LIST OF TASKS:
1. Rewrite the paragraph of the page excerpt about ataxia and canes that begins "My husband has cerebellar ataxia Type 13" as a short bulleted list that keeps its main facts.
2. In the page excerpt about ataxia and canes, how many staples did the writer of the letter to Anita get after cutting the back of the head on the kitchen cabinets?

PAGE EXCERPT:
Take care and good luck.

Dear Anita, I was diagnosed eleven years ago with ataxia. I resisted using a cane until four years ago, as I "wanted to do it myself". Then, one day I was standing in line waiting to weigh-in at my local Weight Watchers center. I put one foot back to slip-off my shoe, lost my balance, and fell, severely injuring my back. From that day on I started using a cane whenever I leave my home. Unfortunately, I've taken some really bad falls in my home, but have NEVER fallen while using my cane! A couple years ago I lost my balance and fell in my home, hairline fracturing my pelvis. Recently, I lost my balance again, fell backwards and cut the back of my head on the seam of the lower kitchen cabinets. I had a two inch (vertical) cut, and sported a quite a lump and nine staples for several days. When I'm out and about using my cane, people are very kind, holding doors open for me, which I greatly appreciate. Service people have even offered to carry purchases to my car for me (and have). My best story: I had a takeout (food) bag in my left hand, my cane in the right hand and a man (talking on his cell phone) who was walking by, asked if he could open my car door for me (talk about multi-tasking...,ha!). I said yes, and he did! I was VERY thankful! Anyway, no matter what you decide to do, please be safe! I personally don't care what anyone thinks, as I'd rather be safe than sorry! Now, obviously, I'm thinking of ways to be safer in my home also...,DUH!! My best to you..., ;o)

My husband has cerebellar ataxia Type 13 and he uses a walking stick when we go out. He actually gets complemented on it often, particularly when we go to Sci Fi conventions (it kind of looks like Gandalf's staff). It definitely helps him a lot, particularly when we are going long distances or over rough terrain. He doesn't like the idea of a cane either, but the walking stick is cool. Better to be safe and be able to do more than to limit your activities due to fear of falling. Hope that helps, and our best to you.

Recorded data
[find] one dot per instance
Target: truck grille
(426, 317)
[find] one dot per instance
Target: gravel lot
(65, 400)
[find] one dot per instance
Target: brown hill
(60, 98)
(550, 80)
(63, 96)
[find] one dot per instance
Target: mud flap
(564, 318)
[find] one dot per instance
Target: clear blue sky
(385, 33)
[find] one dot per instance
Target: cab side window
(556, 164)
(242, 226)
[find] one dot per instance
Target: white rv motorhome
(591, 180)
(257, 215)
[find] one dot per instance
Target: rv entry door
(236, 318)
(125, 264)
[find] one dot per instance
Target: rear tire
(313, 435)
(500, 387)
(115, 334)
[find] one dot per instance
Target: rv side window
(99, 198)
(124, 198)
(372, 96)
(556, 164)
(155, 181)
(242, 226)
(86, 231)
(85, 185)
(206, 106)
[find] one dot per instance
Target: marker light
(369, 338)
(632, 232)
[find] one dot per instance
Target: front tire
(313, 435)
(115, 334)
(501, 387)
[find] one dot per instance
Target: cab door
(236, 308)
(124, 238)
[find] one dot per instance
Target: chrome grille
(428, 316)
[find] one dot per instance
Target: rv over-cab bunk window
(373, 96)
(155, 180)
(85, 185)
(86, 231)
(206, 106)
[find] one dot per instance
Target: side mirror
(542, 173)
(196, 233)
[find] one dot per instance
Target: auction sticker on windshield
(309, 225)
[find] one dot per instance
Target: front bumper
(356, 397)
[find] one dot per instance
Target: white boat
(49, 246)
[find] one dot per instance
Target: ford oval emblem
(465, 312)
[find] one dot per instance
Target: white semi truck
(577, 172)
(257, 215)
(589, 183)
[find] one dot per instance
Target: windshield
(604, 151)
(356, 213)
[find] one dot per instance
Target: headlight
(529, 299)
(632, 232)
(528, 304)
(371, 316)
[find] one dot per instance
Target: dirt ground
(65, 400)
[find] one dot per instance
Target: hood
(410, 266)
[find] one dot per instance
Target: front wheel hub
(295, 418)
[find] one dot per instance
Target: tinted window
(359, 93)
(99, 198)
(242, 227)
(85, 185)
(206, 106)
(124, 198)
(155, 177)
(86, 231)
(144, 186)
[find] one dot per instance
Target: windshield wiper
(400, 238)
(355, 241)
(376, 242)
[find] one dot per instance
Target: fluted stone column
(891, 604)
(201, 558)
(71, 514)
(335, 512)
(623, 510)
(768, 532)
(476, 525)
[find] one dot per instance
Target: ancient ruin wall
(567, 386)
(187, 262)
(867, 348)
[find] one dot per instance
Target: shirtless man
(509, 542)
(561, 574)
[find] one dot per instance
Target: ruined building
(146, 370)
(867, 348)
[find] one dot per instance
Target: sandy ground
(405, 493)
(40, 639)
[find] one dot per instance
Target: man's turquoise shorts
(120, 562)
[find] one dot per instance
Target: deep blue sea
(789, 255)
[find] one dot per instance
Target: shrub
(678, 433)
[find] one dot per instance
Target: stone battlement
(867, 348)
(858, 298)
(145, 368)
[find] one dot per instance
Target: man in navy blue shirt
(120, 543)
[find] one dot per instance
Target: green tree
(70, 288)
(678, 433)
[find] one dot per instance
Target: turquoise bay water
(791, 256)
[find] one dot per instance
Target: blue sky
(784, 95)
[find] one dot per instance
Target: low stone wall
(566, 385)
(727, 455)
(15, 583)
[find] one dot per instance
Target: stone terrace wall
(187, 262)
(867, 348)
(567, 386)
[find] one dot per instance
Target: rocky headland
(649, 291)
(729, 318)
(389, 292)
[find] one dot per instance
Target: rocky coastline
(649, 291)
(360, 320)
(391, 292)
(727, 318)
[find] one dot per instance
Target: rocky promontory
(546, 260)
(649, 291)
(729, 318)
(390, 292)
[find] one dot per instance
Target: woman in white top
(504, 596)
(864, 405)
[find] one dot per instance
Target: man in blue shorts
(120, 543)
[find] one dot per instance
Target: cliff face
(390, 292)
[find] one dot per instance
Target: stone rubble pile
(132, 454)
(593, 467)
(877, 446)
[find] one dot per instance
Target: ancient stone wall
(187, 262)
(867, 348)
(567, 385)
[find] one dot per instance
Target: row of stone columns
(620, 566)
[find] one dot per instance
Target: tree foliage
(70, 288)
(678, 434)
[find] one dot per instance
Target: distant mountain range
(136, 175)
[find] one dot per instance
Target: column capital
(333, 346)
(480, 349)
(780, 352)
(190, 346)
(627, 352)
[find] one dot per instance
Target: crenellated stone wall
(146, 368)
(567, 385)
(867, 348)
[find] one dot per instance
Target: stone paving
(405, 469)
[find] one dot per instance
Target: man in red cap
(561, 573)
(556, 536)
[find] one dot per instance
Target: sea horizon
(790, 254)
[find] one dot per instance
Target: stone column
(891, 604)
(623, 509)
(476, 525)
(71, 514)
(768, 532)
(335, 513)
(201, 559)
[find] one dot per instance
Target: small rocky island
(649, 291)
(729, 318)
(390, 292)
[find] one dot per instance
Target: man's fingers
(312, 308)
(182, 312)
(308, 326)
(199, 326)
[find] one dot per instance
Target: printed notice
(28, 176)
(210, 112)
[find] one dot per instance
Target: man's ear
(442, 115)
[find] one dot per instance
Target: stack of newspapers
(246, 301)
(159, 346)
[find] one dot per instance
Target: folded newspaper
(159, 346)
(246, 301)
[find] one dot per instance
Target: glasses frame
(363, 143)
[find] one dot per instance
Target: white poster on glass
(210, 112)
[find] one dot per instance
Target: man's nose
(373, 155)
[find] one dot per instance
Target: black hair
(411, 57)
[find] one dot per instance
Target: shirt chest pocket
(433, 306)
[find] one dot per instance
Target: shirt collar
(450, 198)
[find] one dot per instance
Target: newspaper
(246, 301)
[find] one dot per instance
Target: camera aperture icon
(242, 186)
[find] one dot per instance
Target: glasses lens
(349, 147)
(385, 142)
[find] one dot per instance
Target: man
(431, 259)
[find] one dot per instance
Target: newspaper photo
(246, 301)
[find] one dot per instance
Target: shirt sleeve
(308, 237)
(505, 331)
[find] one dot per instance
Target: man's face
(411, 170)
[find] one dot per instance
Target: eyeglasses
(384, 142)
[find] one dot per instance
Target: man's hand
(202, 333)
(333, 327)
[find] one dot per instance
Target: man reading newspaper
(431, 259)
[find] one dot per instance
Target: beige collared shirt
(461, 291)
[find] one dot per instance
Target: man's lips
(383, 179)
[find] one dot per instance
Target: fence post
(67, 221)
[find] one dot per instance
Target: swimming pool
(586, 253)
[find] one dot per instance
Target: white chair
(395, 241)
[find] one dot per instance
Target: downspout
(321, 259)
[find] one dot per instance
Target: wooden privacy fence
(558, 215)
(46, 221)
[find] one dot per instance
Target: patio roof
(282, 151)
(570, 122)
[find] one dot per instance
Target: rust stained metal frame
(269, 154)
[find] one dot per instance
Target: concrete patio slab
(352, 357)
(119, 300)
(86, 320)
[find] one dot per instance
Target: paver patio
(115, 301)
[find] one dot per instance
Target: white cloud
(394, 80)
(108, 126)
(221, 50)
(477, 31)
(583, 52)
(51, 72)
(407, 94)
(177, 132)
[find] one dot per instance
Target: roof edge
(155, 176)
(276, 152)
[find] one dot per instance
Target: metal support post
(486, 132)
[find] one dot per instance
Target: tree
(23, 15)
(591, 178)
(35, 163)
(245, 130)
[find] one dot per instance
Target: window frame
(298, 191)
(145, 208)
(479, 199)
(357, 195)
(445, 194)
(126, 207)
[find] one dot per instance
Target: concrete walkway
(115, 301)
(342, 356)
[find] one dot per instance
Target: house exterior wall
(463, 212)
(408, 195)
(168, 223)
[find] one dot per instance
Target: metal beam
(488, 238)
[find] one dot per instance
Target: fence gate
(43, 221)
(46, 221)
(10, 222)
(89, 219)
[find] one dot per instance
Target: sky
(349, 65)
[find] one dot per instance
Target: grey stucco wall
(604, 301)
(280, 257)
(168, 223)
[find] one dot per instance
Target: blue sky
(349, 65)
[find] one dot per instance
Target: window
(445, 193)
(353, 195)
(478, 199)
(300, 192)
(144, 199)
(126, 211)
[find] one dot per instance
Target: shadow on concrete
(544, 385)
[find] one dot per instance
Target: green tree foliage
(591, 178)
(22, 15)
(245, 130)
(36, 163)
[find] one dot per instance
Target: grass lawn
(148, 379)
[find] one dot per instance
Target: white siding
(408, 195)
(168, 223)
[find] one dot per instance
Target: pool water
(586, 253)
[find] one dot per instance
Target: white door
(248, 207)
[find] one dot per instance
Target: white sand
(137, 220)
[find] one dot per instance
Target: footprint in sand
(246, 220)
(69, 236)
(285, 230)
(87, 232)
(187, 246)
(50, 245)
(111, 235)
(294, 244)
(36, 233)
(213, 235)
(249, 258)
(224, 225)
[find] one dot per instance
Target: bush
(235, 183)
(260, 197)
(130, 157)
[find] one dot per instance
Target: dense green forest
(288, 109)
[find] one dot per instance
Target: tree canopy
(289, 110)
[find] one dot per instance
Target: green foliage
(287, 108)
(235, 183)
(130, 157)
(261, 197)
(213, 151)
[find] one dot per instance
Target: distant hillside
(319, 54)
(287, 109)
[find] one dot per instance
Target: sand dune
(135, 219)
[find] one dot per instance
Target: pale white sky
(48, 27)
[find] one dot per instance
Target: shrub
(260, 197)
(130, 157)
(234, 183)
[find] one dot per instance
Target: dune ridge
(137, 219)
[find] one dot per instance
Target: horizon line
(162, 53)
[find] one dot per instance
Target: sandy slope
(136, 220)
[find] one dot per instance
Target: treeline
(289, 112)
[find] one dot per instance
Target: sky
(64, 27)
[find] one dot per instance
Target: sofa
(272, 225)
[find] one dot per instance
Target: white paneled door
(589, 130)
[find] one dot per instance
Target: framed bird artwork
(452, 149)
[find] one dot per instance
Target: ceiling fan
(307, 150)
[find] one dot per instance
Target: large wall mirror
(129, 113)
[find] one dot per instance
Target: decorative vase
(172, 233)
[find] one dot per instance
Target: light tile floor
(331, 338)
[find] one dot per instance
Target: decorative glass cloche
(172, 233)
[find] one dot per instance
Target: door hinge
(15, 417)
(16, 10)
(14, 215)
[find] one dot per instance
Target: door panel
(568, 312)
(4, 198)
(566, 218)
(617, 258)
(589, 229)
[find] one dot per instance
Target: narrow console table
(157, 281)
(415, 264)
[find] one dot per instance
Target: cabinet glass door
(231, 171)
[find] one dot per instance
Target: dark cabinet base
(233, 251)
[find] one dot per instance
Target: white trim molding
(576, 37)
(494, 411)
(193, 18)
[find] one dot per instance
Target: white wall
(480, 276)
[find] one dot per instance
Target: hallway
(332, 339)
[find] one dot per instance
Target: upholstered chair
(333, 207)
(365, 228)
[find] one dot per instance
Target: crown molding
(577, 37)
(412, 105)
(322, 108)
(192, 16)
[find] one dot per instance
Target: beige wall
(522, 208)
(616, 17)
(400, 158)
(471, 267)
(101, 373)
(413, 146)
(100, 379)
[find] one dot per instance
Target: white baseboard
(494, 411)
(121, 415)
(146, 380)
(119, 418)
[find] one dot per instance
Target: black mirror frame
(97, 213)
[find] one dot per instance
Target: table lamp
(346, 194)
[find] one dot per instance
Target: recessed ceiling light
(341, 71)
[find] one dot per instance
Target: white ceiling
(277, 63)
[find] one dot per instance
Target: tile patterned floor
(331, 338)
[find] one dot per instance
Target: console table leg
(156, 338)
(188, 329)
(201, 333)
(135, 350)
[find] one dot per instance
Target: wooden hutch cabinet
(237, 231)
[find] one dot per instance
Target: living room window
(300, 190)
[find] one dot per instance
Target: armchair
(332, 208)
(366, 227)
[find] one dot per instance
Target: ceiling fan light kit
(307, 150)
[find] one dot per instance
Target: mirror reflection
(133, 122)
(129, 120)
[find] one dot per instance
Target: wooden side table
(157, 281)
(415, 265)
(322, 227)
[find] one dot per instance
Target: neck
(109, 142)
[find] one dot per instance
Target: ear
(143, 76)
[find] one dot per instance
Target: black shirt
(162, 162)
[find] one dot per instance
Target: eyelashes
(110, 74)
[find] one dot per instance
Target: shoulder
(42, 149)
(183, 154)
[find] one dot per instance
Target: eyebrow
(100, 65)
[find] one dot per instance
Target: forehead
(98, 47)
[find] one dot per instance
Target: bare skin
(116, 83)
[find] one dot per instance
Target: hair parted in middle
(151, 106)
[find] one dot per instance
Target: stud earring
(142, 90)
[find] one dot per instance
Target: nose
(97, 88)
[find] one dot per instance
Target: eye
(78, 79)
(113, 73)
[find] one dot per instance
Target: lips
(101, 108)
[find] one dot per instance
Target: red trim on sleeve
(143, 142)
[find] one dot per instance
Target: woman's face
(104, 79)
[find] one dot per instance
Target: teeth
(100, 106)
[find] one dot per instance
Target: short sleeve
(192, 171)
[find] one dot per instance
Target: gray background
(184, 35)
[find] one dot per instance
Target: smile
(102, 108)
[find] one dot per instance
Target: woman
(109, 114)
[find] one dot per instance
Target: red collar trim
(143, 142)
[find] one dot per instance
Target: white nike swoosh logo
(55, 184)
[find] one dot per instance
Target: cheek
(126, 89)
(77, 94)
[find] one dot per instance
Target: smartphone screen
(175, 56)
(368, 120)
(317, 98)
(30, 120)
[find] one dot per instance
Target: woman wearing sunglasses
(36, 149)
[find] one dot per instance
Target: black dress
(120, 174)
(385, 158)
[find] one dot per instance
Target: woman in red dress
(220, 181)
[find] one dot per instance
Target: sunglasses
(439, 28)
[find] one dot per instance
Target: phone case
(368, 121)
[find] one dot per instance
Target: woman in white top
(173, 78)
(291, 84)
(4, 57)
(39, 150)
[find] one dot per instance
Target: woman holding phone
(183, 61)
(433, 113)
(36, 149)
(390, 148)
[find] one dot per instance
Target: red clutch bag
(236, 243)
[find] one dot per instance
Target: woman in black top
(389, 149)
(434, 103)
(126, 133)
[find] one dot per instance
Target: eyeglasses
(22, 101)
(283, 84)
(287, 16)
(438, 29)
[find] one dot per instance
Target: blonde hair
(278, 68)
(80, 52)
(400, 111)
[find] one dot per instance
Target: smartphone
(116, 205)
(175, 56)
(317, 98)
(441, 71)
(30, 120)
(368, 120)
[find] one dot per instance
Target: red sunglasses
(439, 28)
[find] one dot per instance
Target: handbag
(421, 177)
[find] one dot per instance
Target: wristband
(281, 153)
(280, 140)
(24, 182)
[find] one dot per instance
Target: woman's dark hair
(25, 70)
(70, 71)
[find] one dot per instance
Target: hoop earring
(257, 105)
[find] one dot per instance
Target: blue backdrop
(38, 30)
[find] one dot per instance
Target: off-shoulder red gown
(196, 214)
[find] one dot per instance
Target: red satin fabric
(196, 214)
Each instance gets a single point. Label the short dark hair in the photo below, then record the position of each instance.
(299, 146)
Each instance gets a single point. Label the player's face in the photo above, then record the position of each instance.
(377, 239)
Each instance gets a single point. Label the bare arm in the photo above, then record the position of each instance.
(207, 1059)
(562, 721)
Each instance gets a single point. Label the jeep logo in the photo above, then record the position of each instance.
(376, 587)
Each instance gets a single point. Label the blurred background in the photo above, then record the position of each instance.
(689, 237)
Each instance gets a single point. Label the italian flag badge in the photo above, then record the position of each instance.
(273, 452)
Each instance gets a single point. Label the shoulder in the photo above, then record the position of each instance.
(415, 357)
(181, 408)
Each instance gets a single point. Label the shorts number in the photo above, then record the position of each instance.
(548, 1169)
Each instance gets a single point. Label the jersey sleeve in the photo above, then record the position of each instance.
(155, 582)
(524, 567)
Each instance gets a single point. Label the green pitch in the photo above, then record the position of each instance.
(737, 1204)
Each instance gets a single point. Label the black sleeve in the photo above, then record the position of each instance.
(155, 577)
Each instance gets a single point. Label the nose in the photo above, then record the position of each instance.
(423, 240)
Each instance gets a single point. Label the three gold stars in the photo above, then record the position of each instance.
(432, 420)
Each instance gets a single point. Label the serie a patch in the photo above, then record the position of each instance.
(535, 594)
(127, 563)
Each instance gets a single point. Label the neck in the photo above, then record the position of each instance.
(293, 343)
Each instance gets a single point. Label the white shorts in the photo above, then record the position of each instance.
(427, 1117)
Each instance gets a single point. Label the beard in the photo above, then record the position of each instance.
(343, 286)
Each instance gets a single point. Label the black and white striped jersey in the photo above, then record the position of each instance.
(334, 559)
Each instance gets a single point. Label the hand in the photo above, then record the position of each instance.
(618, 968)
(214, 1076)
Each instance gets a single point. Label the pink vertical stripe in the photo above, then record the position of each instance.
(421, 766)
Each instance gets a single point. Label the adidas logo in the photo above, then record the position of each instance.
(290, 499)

RESULTS BY TASK:
1.
- The writer's husband has cerebellar ataxia Type 13 and uses a walking stick when they go out.
- He is often complimented on it, especially at Sci Fi conventions, because it looks somewhat like Gandalf's staff.
- It helps him a lot, particularly over long distances or rough terrain.
- He dislikes the idea of a cane, but the walking stick is cool.
- It is better to be safe and able to do more than to limit activities out of fear of falling.

2. Nine staples.